Point-based annotation data
*-*-*

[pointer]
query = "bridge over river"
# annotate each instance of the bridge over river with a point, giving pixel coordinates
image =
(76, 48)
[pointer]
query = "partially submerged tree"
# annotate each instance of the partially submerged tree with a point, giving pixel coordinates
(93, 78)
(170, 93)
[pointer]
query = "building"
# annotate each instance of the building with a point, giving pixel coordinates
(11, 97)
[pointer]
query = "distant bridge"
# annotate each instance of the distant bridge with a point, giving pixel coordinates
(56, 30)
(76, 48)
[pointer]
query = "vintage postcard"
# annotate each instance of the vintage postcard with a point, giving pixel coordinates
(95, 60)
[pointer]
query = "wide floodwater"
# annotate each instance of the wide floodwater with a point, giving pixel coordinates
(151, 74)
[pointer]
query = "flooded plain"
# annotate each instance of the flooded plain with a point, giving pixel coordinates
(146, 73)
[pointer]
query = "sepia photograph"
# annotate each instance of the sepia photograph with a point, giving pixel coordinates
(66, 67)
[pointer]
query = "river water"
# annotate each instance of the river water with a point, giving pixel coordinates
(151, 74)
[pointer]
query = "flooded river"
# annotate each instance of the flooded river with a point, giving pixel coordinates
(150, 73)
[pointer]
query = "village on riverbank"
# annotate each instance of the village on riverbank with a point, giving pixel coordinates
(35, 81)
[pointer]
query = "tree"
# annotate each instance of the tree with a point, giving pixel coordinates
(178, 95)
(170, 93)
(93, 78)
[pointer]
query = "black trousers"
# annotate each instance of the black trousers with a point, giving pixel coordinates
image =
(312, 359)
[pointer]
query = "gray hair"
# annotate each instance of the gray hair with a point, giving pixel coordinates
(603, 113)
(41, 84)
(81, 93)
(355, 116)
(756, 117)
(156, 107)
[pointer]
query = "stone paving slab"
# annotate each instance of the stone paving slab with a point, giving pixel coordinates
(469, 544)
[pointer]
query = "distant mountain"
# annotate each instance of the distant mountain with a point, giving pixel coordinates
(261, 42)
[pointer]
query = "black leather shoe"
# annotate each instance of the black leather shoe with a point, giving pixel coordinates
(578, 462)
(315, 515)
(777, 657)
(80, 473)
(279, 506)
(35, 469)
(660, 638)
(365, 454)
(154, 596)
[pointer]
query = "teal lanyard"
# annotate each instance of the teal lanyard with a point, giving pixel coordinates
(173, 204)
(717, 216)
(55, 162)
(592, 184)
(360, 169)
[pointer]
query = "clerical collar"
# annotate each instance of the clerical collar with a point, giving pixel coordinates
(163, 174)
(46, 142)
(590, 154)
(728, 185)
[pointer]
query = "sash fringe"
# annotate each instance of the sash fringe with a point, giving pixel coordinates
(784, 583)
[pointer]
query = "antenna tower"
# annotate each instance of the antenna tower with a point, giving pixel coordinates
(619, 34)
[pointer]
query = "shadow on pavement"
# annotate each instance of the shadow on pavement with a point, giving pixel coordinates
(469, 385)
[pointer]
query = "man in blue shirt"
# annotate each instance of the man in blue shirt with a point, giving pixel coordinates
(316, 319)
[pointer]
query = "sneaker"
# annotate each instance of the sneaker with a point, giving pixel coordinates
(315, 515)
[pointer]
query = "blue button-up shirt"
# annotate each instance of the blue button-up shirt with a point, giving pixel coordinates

*-*-*

§ SHORT PROBLEM: Each line in the material above must be retyped without alteration.

§ FINISHED ANSWER:
[pointer]
query = "bridge over river"
# annotate each instance of the bridge over river with a point, giving pixel coordinates
image =
(76, 48)
[pointer]
query = "partially submerged tree"
# annotate each instance of the partially submerged tree with a point, giving pixel coordinates
(93, 78)
(170, 93)
[pointer]
query = "building"
# annotate each instance of the building with a point, giving pixel coordinates
(11, 97)
[pointer]
query = "distant bridge"
# annotate each instance of the distant bridge with a point, giving pixel coordinates
(56, 30)
(76, 48)
[pointer]
query = "vintage postcard"
# annotate each instance of the vintage postcard with a point, giving pixel coordinates
(95, 60)
[pointer]
query = "wide floodwater"
# annotate each instance of the wide floodwater with a point, giving pixel coordinates
(151, 74)
[pointer]
query = "flooded plain"
# annotate each instance of the flooded plain with a point, giving pixel coordinates
(146, 73)
[pointer]
query = "sepia photograph"
# annotate each instance of the sepia photograph with a point, giving pixel coordinates
(66, 67)
[pointer]
query = "river water"
# annotate each instance of the river water with a point, giving pixel coordinates
(151, 74)
[pointer]
query = "flooded river"
# annotate each instance of the flooded river with a point, giving pixel coordinates
(150, 73)
[pointer]
query = "village on riverbank"
# annotate each instance of the village on riverbank with a point, giving pixel coordinates
(35, 81)
[pointer]
query = "tree"
# annotate each instance of the tree with a point, giving pixel coordinates
(178, 95)
(170, 93)
(93, 78)
[pointer]
query = "black trousers"
# annotate each instance of the black trousers with a point, giving pixel coordinates
image =
(312, 359)
[pointer]
query = "gray hair"
# annotate each instance of the gray hair with a point, giving pixel coordinates
(603, 113)
(41, 84)
(81, 93)
(355, 116)
(756, 117)
(156, 107)
[pointer]
query = "stone paving slab"
# annotate each instance of the stone paving slab with a point, giving pixel coordinates
(469, 544)
[pointer]
query = "distant mountain"
# annotate each instance of the distant mountain with a point, giving pixel coordinates
(261, 42)
[pointer]
query = "black leather shoe"
# annotate each instance of the black leather shoe with a point, giving pixel coordinates
(578, 462)
(315, 515)
(777, 657)
(80, 473)
(279, 506)
(35, 469)
(660, 638)
(365, 454)
(154, 596)
[pointer]
query = "teal lanyard"
# annotate each instance of the teal lanyard with a point, giving pixel coordinates
(173, 204)
(717, 216)
(55, 162)
(592, 184)
(360, 169)
[pointer]
query = "clerical collar"
# annotate each instance of the clerical collar with a point, giving pixel coordinates
(163, 174)
(46, 142)
(590, 154)
(728, 185)
[pointer]
query = "sash fringe"
# annotate each instance of the sash fringe with a point, giving pixel coordinates
(784, 583)
[pointer]
query = "antenna tower"
# annotate each instance of the antenna tower with a point, giving pixel coordinates
(619, 34)
[pointer]
query = "shadow on pavement"
# annotate each instance of the shadow on pavement with a point, giving pixel coordinates
(469, 385)
[pointer]
query = "man in blue shirt"
# annotate each instance of the man in blue shirt with a point, giving pixel coordinates
(316, 319)
[pointer]
query = "sneaker"
# annotate each instance of the sneaker with a point, giving pixel coordinates
(315, 515)
[pointer]
query = "blue button-up shirt"
# annotate each instance of the blue button-up shirt with a point, giving pixel coordinates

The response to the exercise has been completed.